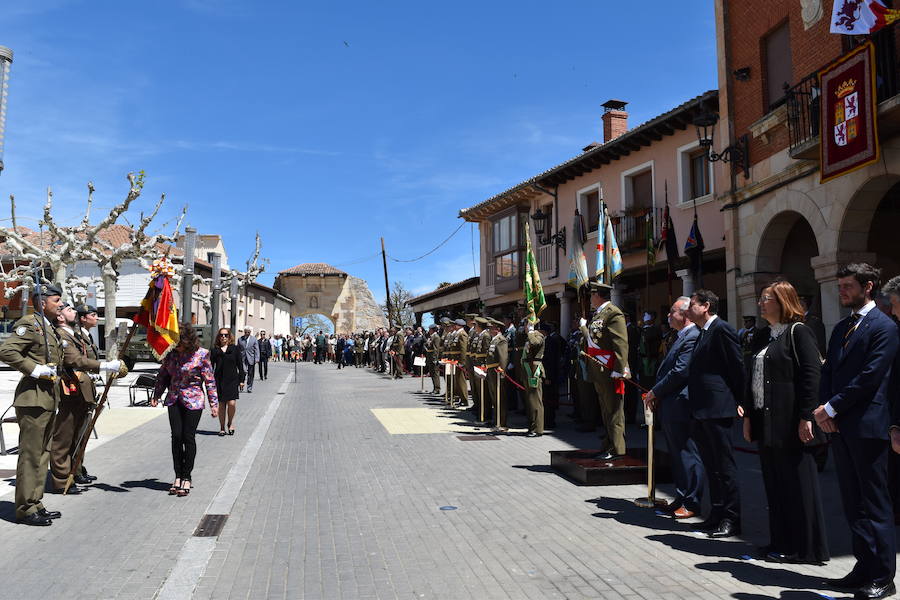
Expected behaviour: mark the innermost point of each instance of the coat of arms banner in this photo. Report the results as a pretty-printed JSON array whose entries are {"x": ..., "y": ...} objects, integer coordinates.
[{"x": 849, "y": 112}]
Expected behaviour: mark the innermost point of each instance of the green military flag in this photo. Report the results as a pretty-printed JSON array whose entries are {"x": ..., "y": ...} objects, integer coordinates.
[{"x": 534, "y": 292}]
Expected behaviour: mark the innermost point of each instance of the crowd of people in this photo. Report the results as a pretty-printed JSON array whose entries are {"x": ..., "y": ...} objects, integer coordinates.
[{"x": 796, "y": 396}]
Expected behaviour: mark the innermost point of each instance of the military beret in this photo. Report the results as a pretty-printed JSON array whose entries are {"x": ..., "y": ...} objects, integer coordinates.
[
  {"x": 85, "y": 309},
  {"x": 596, "y": 286},
  {"x": 47, "y": 289}
]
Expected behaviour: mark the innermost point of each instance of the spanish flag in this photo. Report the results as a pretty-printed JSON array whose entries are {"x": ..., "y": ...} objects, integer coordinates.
[{"x": 159, "y": 316}]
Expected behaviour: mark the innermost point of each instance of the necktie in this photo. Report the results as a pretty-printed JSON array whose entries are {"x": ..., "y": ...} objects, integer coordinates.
[{"x": 855, "y": 318}]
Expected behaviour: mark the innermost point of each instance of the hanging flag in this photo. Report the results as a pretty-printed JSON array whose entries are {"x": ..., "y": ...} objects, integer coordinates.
[
  {"x": 693, "y": 248},
  {"x": 577, "y": 261},
  {"x": 534, "y": 292},
  {"x": 158, "y": 313},
  {"x": 861, "y": 17},
  {"x": 609, "y": 261}
]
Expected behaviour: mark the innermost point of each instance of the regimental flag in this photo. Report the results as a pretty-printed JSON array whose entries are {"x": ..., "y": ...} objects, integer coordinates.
[
  {"x": 158, "y": 313},
  {"x": 861, "y": 17},
  {"x": 534, "y": 292},
  {"x": 693, "y": 248},
  {"x": 577, "y": 261},
  {"x": 609, "y": 260},
  {"x": 849, "y": 113}
]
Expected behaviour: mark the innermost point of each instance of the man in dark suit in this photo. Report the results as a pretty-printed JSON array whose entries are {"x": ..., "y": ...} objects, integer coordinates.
[
  {"x": 669, "y": 397},
  {"x": 856, "y": 401},
  {"x": 715, "y": 383}
]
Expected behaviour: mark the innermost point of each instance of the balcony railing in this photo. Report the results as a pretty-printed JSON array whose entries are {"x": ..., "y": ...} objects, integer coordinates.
[
  {"x": 804, "y": 103},
  {"x": 545, "y": 257},
  {"x": 631, "y": 228}
]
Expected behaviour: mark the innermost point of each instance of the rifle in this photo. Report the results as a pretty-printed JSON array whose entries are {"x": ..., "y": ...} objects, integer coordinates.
[
  {"x": 78, "y": 457},
  {"x": 631, "y": 381}
]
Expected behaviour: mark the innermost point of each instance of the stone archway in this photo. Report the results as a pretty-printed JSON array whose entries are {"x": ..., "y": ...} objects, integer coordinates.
[{"x": 319, "y": 288}]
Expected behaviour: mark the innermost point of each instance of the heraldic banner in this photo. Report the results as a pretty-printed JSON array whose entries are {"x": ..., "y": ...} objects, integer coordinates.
[{"x": 849, "y": 112}]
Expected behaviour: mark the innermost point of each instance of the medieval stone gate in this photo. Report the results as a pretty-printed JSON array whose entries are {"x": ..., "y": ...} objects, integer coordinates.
[{"x": 319, "y": 288}]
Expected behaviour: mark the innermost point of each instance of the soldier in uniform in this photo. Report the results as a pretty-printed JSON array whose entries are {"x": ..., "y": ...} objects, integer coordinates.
[
  {"x": 497, "y": 358},
  {"x": 397, "y": 352},
  {"x": 433, "y": 353},
  {"x": 35, "y": 350},
  {"x": 608, "y": 333},
  {"x": 460, "y": 344},
  {"x": 533, "y": 379},
  {"x": 79, "y": 396}
]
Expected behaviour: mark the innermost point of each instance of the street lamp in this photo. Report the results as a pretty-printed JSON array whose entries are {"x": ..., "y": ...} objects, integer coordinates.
[
  {"x": 540, "y": 225},
  {"x": 738, "y": 153},
  {"x": 5, "y": 62}
]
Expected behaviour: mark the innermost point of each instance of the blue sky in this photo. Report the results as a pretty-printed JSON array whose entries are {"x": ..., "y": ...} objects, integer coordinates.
[{"x": 325, "y": 126}]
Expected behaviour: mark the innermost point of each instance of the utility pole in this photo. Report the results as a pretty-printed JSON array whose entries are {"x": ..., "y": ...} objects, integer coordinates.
[
  {"x": 187, "y": 280},
  {"x": 387, "y": 287},
  {"x": 233, "y": 292},
  {"x": 216, "y": 299}
]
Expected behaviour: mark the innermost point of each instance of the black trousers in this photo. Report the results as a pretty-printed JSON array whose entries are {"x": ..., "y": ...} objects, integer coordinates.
[
  {"x": 183, "y": 422},
  {"x": 263, "y": 367},
  {"x": 862, "y": 476},
  {"x": 796, "y": 518},
  {"x": 713, "y": 438}
]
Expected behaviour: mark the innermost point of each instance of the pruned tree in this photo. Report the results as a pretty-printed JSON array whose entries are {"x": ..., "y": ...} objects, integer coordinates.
[
  {"x": 401, "y": 312},
  {"x": 64, "y": 247}
]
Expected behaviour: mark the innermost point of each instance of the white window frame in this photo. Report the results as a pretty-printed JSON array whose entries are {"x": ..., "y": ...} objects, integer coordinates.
[
  {"x": 627, "y": 192},
  {"x": 683, "y": 161},
  {"x": 580, "y": 200}
]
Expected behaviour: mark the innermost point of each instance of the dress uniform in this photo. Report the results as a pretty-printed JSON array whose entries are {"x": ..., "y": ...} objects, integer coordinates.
[
  {"x": 533, "y": 371},
  {"x": 35, "y": 350},
  {"x": 497, "y": 357},
  {"x": 433, "y": 353},
  {"x": 80, "y": 356},
  {"x": 460, "y": 344},
  {"x": 607, "y": 331}
]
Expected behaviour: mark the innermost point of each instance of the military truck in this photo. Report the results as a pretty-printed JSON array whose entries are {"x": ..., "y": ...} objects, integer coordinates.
[{"x": 139, "y": 350}]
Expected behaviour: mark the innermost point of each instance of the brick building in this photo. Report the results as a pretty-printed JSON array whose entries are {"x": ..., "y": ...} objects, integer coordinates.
[{"x": 779, "y": 218}]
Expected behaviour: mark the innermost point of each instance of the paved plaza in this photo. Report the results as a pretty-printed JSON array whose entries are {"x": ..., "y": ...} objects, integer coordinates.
[{"x": 334, "y": 488}]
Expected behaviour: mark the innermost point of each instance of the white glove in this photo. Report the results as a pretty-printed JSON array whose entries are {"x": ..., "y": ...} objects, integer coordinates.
[
  {"x": 111, "y": 366},
  {"x": 44, "y": 372}
]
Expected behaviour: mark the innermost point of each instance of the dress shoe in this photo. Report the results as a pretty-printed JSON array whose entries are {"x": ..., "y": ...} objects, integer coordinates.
[
  {"x": 49, "y": 514},
  {"x": 851, "y": 581},
  {"x": 607, "y": 456},
  {"x": 36, "y": 520},
  {"x": 683, "y": 513},
  {"x": 875, "y": 590},
  {"x": 727, "y": 528}
]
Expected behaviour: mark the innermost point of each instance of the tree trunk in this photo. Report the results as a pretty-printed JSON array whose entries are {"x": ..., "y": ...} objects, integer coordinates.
[{"x": 110, "y": 286}]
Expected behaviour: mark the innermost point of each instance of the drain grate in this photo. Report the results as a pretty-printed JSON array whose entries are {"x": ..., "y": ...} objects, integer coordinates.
[{"x": 210, "y": 525}]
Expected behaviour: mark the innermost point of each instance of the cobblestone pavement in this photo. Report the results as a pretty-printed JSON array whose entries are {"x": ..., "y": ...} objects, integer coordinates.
[{"x": 335, "y": 506}]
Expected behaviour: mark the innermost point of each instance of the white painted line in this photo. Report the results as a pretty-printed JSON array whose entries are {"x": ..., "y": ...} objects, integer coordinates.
[{"x": 196, "y": 551}]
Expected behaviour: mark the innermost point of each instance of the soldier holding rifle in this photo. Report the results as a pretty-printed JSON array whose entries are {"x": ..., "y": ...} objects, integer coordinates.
[
  {"x": 80, "y": 357},
  {"x": 35, "y": 350}
]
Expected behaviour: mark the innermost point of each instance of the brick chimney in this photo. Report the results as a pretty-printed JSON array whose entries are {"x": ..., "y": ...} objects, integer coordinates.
[{"x": 615, "y": 120}]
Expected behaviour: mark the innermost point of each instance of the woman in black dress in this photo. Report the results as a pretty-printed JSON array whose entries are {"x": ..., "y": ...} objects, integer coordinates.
[
  {"x": 229, "y": 371},
  {"x": 782, "y": 391}
]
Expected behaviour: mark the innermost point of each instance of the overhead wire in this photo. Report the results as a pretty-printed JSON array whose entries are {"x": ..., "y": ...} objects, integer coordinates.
[{"x": 433, "y": 250}]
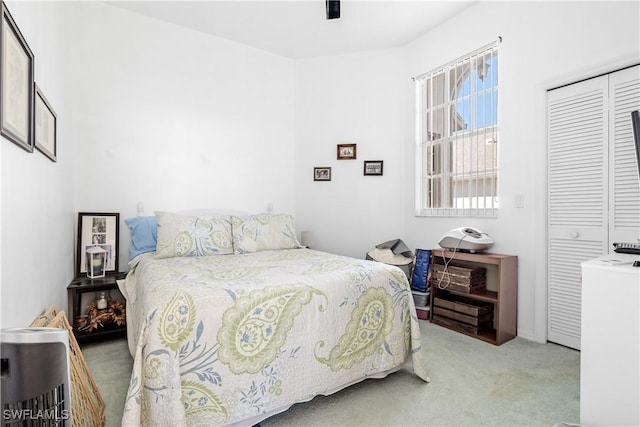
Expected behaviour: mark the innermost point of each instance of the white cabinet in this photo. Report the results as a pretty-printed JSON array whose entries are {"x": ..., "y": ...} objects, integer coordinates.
[
  {"x": 610, "y": 354},
  {"x": 593, "y": 188}
]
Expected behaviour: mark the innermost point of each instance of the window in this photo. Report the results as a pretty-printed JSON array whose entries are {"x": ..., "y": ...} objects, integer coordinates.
[{"x": 457, "y": 137}]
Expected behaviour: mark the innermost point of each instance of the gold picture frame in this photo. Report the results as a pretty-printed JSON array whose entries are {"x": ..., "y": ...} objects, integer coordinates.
[
  {"x": 322, "y": 173},
  {"x": 347, "y": 151}
]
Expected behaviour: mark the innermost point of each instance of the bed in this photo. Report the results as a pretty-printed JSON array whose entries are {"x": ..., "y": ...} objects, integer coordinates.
[{"x": 252, "y": 323}]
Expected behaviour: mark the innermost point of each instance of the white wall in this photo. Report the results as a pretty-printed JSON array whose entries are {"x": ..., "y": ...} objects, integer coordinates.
[
  {"x": 342, "y": 100},
  {"x": 37, "y": 194},
  {"x": 147, "y": 111},
  {"x": 177, "y": 119},
  {"x": 355, "y": 98},
  {"x": 545, "y": 44}
]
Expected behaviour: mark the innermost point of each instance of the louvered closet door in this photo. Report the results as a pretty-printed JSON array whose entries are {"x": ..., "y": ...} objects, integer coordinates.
[
  {"x": 624, "y": 188},
  {"x": 577, "y": 217}
]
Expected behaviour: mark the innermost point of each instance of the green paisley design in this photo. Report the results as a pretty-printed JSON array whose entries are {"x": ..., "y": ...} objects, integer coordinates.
[
  {"x": 221, "y": 239},
  {"x": 182, "y": 243},
  {"x": 196, "y": 398},
  {"x": 256, "y": 326},
  {"x": 235, "y": 274},
  {"x": 371, "y": 321},
  {"x": 177, "y": 320}
]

============================================================

YOUR TASK:
In the listing above, find the line containing "of the window", then reproduce it and each line after it through the end, exactly and with nothing added.

EXERCISE OUTPUT:
Expected behaviour: mark the innermost point of each instance of the window in this photo. Report the results as a pretty-printed JSON array whose entries are {"x": ..., "y": ...} objects, integer coordinates.
[{"x": 457, "y": 137}]
Expected behaviour: mark the innermost point of each instance of the gold picture frame in this photo. Report the results as a pretty-printed JSON array whose entries are {"x": ..., "y": ...} objects, integer coordinates.
[
  {"x": 322, "y": 173},
  {"x": 347, "y": 151}
]
Expected behaviour: mark the innermost point of each instance of the bed in this photo. Report the results as a pretty-printed JSON array whose entries are {"x": ..., "y": ...} objects, integer coordinates.
[{"x": 252, "y": 323}]
Expected behaviour: mark the innermost point of each instance of the white wall in this photo. Report the results as a pretty-printed JSON array whose entries are {"x": ..., "y": ...} objects, integer coordinates.
[
  {"x": 342, "y": 100},
  {"x": 37, "y": 194},
  {"x": 147, "y": 111},
  {"x": 177, "y": 119},
  {"x": 355, "y": 98},
  {"x": 545, "y": 44}
]
Expected behaviour: mark the innermost point of each instance of the louvered closet door in this photo. Report the results as a pretty-printed JSON array whose entries are {"x": ..., "y": ...} objects, integer coordinates.
[
  {"x": 624, "y": 188},
  {"x": 577, "y": 217}
]
Expected behaviour: mark the innermost point of each instance of the green paisley design in this photo. Report the results as a pretty-printed JSON array whose entries are {"x": ..., "y": ...} objects, integer coordinates.
[
  {"x": 221, "y": 239},
  {"x": 182, "y": 243},
  {"x": 196, "y": 398},
  {"x": 256, "y": 326},
  {"x": 235, "y": 274},
  {"x": 371, "y": 321},
  {"x": 177, "y": 320}
]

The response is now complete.